▸ Task to carry out
Transcribe all of the data below line for line, keeping every character unchanged, and leave the pictures out.

--- Start Data extract ---

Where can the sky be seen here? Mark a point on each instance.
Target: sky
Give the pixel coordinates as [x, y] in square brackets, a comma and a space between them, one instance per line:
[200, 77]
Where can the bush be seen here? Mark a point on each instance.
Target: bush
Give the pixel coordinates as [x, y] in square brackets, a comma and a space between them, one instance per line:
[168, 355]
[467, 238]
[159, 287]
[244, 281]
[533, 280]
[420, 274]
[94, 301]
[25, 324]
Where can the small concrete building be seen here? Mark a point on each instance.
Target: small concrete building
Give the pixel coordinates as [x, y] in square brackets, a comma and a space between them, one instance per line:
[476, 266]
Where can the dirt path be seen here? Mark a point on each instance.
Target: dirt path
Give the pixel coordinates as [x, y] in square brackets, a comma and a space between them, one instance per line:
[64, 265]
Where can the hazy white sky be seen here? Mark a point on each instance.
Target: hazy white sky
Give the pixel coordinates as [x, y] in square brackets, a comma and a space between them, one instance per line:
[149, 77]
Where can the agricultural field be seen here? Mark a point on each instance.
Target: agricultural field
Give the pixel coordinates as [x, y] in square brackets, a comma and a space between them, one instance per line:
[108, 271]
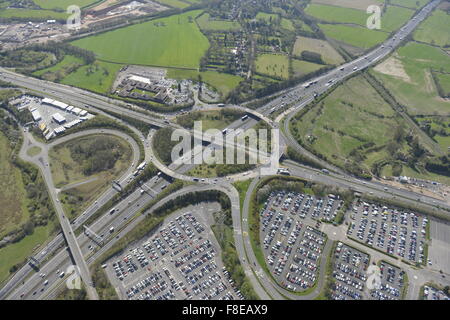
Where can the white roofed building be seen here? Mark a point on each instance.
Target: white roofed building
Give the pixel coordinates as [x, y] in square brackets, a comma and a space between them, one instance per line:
[58, 118]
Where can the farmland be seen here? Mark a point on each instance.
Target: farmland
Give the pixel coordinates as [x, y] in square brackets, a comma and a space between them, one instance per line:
[18, 252]
[435, 30]
[175, 3]
[273, 65]
[31, 13]
[63, 4]
[337, 14]
[97, 77]
[355, 36]
[353, 121]
[223, 82]
[13, 210]
[61, 69]
[392, 19]
[360, 4]
[348, 24]
[175, 41]
[205, 22]
[409, 3]
[328, 53]
[416, 89]
[301, 68]
[83, 159]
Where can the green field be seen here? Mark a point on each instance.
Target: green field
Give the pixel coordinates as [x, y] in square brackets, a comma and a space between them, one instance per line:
[444, 81]
[67, 170]
[337, 14]
[63, 4]
[288, 25]
[394, 18]
[267, 17]
[356, 36]
[328, 53]
[174, 3]
[60, 70]
[13, 210]
[174, 41]
[30, 13]
[352, 116]
[276, 65]
[18, 252]
[435, 30]
[223, 82]
[418, 93]
[410, 3]
[206, 23]
[98, 77]
[301, 68]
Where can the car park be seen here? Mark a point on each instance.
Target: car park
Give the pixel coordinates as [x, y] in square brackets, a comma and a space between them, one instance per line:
[392, 230]
[179, 261]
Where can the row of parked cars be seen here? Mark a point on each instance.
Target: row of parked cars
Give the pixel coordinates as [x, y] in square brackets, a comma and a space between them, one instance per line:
[395, 232]
[291, 246]
[349, 270]
[188, 260]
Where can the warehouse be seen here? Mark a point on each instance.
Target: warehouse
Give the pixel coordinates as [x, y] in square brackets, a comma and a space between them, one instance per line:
[36, 115]
[59, 119]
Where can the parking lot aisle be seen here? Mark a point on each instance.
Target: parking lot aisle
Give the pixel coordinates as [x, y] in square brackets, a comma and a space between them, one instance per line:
[179, 260]
[293, 245]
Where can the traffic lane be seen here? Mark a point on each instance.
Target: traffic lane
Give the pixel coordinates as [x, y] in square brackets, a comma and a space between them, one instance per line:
[102, 226]
[58, 241]
[410, 197]
[78, 99]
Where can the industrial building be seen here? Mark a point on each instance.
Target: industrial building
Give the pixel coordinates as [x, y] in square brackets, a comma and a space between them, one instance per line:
[36, 115]
[59, 119]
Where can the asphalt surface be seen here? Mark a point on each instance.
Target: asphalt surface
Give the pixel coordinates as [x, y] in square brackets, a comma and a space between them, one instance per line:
[80, 97]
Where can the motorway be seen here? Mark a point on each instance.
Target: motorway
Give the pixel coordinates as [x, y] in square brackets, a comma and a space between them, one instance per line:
[80, 97]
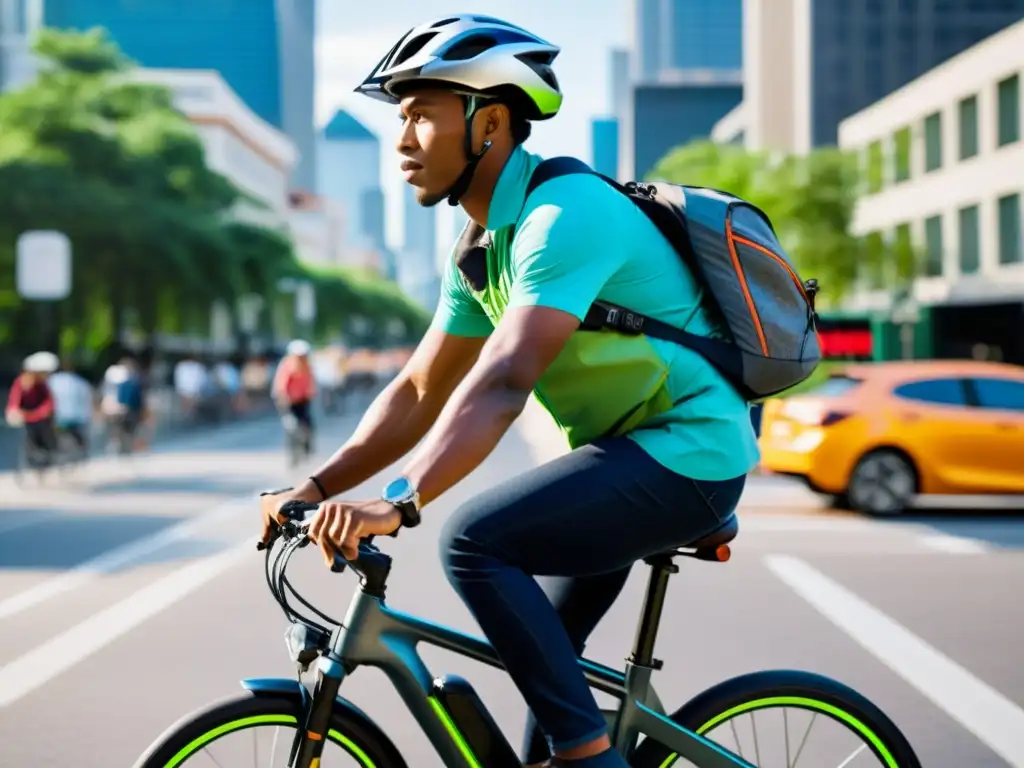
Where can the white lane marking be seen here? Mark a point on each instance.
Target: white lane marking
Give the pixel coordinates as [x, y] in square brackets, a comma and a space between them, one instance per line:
[58, 654]
[25, 518]
[991, 717]
[117, 558]
[953, 545]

--- End Data extract ---

▸ Output of the task
Where can the sky be seen here? Mark a point on each instance.
Target: sky
Give the pixel coordinates as [x, y] in square brackets, a comma and a space between them, one instance per line:
[200, 77]
Where can the bush be seen here? Mark a point on each instance.
Target: bush
Give the pixel coordinates as [x, y] in square brackets, a comma and a space between them, one instance per line:
[168, 355]
[467, 238]
[159, 287]
[244, 281]
[533, 280]
[420, 274]
[94, 301]
[25, 324]
Where can the small concrete building be seen here? Mark a point on each instance.
Target: small concrete building
Give the pixel coordinates as [x, y] in square brackets, a comma and a space between them, one instance per line:
[476, 266]
Where can the dirt path be seen here? Mark a point on each instance.
Target: dirt path
Give the pixel coordinates as [x, y] in square brackets, a comma and a space between them, one instance per line:
[64, 265]
Where can the hazy white sky be seen here? Mark a point on each instance.
Target: hazy white sky
Give the pixel coordinates as [x, y] in square brackets, a comma and a space between them, one instance per line:
[149, 77]
Where can the agricultural field be seen here? Mark a point on each instance.
Target: agricultural field
Give the pixel coordinates as [x, y] in square brackets, a comma and a space between them, one instance per line:
[108, 271]
Where can the white roofed building be seen here? Mark a point on each instance.
Target: white roofed building
Give the pixel coordinates as [x, y] in square brackets, a comma and a space between them, one instance per line:
[58, 118]
Where can the farmland be seen here? Mark a point on each instance.
Target: farmland
Give the pixel coordinates as [x, y] in square brackets, a comma and a space between them, one instance per line:
[18, 252]
[435, 30]
[175, 3]
[273, 65]
[31, 13]
[63, 4]
[337, 14]
[97, 77]
[355, 36]
[353, 121]
[223, 82]
[13, 210]
[61, 69]
[392, 19]
[360, 4]
[348, 24]
[175, 41]
[205, 22]
[409, 3]
[328, 53]
[416, 89]
[301, 68]
[83, 159]
Where can the green field be seen here? Mark a point on each instance.
Target: green field
Give the pixel coordinates as [x, y] in square brackets, a comma and a space between them, one instance per line:
[444, 81]
[67, 170]
[337, 14]
[63, 4]
[288, 25]
[394, 18]
[267, 17]
[356, 36]
[328, 53]
[174, 3]
[60, 70]
[13, 210]
[174, 41]
[30, 13]
[352, 116]
[276, 65]
[18, 252]
[435, 30]
[223, 82]
[418, 93]
[410, 3]
[206, 23]
[98, 77]
[301, 68]
Where can the car park be seen here? Mark a point on each instance.
Target: car park
Give the pixel coordinates as [x, y] in square brackets, a comma and a space between them, one instance per line:
[392, 230]
[179, 261]
Where can the row of parked cars be seen here? Mark a point on each instance.
Target: row of parked cars
Give the pixel coordinates as [x, y] in square brackets, a comma and a space between them, one instance per line:
[395, 232]
[291, 246]
[349, 270]
[188, 260]
Where can the warehouse be seen here? Mark a point on each instance.
Target: warehouse
Give the pixel coordinates as [x, y] in square brackets, a comma and a space between them, one instance per line:
[36, 115]
[59, 119]
Where can the parking lot aisle be seen here? Mark a point on each instance.
Target: parking lot aisle
Give the pixel coordinates as [x, y] in square brackets, a comma and a space between them, one instance per line:
[179, 260]
[293, 245]
Where can the traffic lane be seen here? Mark a point on each instance.
Target: traffic lane
Give the pixel coordinates as [x, y] in square brackets, a comma and a space between them, one instance per line:
[102, 226]
[58, 241]
[410, 197]
[78, 99]
Where can the industrial building be seen here? Mark a point on each instance.
Target: industrial building
Give the pixel coordinates as [x, y] in square brackets, a comma and a space between them, one instance per line:
[36, 115]
[59, 119]
Where can the asphalt surface be seen here? Mark a point on each instance.
Target: asphalt surface
Give the pixel coordinates as [x, y] in square brackets, a comma and a space between them, one instance per line:
[80, 97]
Where can the motorway be seen here? Mark a point on each instance.
Target: motorway
Give the pixel coordinates as [x, y] in square brackets, a comma and a space between them, one instance per line:
[80, 97]
Where can the white lane marking be seen here? Mark a point on each instance.
Target: white lane marking
Give the pixel coordinates as [x, y] in square brackets, a comma and a space between them, one instance per line:
[58, 654]
[25, 518]
[991, 717]
[117, 558]
[953, 545]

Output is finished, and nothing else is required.